* **JOB**:
Transcribe all records exactly.

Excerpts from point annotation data
** START **

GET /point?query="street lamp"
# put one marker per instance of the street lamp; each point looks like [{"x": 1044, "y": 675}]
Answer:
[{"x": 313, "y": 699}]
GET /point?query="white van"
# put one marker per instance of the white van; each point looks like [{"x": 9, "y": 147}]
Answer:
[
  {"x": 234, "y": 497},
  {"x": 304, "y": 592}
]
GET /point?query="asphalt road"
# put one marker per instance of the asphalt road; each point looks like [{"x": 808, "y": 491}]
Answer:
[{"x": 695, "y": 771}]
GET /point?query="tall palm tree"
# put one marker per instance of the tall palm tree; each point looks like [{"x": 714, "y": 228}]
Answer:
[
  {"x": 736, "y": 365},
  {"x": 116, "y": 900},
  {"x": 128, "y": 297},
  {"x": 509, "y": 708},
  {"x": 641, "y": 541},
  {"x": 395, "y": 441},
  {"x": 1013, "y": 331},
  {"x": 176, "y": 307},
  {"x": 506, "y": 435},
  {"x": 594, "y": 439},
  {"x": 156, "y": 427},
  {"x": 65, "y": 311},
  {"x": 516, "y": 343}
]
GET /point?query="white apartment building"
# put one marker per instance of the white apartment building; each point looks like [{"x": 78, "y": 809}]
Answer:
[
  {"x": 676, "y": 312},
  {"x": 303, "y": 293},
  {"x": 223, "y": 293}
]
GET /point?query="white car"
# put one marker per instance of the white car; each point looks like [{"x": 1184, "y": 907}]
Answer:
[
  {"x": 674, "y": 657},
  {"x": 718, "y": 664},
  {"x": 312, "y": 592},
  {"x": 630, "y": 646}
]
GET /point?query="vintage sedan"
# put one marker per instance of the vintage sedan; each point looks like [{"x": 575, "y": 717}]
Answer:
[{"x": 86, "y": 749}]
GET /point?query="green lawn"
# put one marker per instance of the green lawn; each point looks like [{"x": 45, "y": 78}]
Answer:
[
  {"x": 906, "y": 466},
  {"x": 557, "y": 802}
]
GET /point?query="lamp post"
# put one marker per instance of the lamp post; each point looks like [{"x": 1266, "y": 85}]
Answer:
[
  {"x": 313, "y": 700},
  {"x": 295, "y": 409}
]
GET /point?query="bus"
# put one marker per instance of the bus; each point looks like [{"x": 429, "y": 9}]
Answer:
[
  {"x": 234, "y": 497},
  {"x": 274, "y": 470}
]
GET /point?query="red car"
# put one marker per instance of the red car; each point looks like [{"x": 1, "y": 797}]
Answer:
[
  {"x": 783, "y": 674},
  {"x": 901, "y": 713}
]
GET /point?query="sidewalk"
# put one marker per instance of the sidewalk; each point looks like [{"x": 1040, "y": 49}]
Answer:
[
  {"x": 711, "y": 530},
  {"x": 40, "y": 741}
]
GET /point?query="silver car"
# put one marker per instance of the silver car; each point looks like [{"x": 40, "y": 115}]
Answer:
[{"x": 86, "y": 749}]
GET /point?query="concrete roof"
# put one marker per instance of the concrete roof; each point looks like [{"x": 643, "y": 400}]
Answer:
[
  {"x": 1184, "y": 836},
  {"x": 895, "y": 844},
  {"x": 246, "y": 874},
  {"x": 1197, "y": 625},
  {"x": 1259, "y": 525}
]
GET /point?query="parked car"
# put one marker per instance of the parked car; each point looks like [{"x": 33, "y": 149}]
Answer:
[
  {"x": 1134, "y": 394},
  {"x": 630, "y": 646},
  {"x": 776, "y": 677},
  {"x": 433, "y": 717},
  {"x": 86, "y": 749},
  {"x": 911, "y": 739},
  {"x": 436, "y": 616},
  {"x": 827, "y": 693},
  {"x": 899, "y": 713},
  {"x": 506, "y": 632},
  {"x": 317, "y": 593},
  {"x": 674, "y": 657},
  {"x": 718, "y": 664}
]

** END **

* **RESPONSE TO THE EXERCISE**:
GET /point?query="street lamp"
# put one marker per instance of the street lamp; each point looks like [{"x": 1044, "y": 675}]
Answer:
[{"x": 313, "y": 699}]
GET /point?query="white van"
# put one marker per instance of the white van; each point looks like [{"x": 9, "y": 147}]
Answer:
[
  {"x": 234, "y": 497},
  {"x": 304, "y": 592}
]
GET /point?query="asphalt road"
# put one marker per instance of the asphalt road; each point looks like [{"x": 808, "y": 491}]
Answer:
[{"x": 695, "y": 771}]
GET /point?query="tall palm tree"
# put one marker per instance of the tall palm tree; each point looks like [{"x": 714, "y": 228}]
Answer:
[
  {"x": 736, "y": 365},
  {"x": 116, "y": 900},
  {"x": 128, "y": 297},
  {"x": 509, "y": 708},
  {"x": 641, "y": 541},
  {"x": 395, "y": 441},
  {"x": 1013, "y": 331},
  {"x": 176, "y": 307},
  {"x": 506, "y": 435},
  {"x": 594, "y": 439},
  {"x": 156, "y": 427},
  {"x": 65, "y": 311},
  {"x": 516, "y": 343}
]
GET /point?query="white apartment building"
# put one marker per instance of the white apartment building; each point looks like [{"x": 78, "y": 809}]
Answer:
[
  {"x": 676, "y": 312},
  {"x": 303, "y": 293},
  {"x": 223, "y": 293}
]
GET /point?query="white car"
# put one marker per instance of the white car; each point looks like [{"x": 1184, "y": 907}]
Answer:
[
  {"x": 674, "y": 657},
  {"x": 718, "y": 664},
  {"x": 312, "y": 592},
  {"x": 630, "y": 646}
]
GET /point?query="vintage sedan"
# put one marker per instance of the vintage sedan; each point looks like [{"x": 575, "y": 717}]
Answer:
[{"x": 86, "y": 749}]
GET /point?query="green lawn"
# put one marker per instance of the green lawn; each point looks like [{"x": 45, "y": 78}]
Answer:
[
  {"x": 906, "y": 466},
  {"x": 557, "y": 802}
]
GET /point?query="lamp post"
# put one marker per instance of the lamp post; each point looks like [{"x": 1266, "y": 85}]
Answer:
[
  {"x": 313, "y": 700},
  {"x": 295, "y": 409}
]
GET /point?query="bus"
# put one marker per instance of the bus; each point looks like [{"x": 429, "y": 9}]
Answer:
[
  {"x": 234, "y": 497},
  {"x": 274, "y": 470}
]
GET /point?query="red car"
# put one marker per instance of the red car; each point looks like [{"x": 1, "y": 797}]
Answer:
[
  {"x": 783, "y": 674},
  {"x": 901, "y": 713}
]
GET /point?query="sidewalk"
# put one marker per instance of the sidewalk; each point looks like [{"x": 1040, "y": 49}]
Answer:
[
  {"x": 711, "y": 530},
  {"x": 40, "y": 741}
]
GET /point?query="silver car"
# put one marker per instance of the silver car; each point looks like [{"x": 40, "y": 115}]
Answer:
[{"x": 86, "y": 749}]
GET /point?query="concrete roof"
# put one marker per instance of the concrete roof; each point looks like [{"x": 643, "y": 400}]
Answer:
[
  {"x": 1184, "y": 836},
  {"x": 895, "y": 844},
  {"x": 246, "y": 874},
  {"x": 1197, "y": 625},
  {"x": 1259, "y": 525}
]
GET /point?query="parked car"
# put one marker per instance of the parked car; each point looks like [{"x": 33, "y": 149}]
Answer:
[
  {"x": 1134, "y": 394},
  {"x": 630, "y": 646},
  {"x": 776, "y": 677},
  {"x": 433, "y": 717},
  {"x": 86, "y": 749},
  {"x": 911, "y": 739},
  {"x": 436, "y": 616},
  {"x": 827, "y": 693},
  {"x": 899, "y": 713},
  {"x": 506, "y": 632},
  {"x": 317, "y": 593},
  {"x": 674, "y": 657},
  {"x": 718, "y": 664}
]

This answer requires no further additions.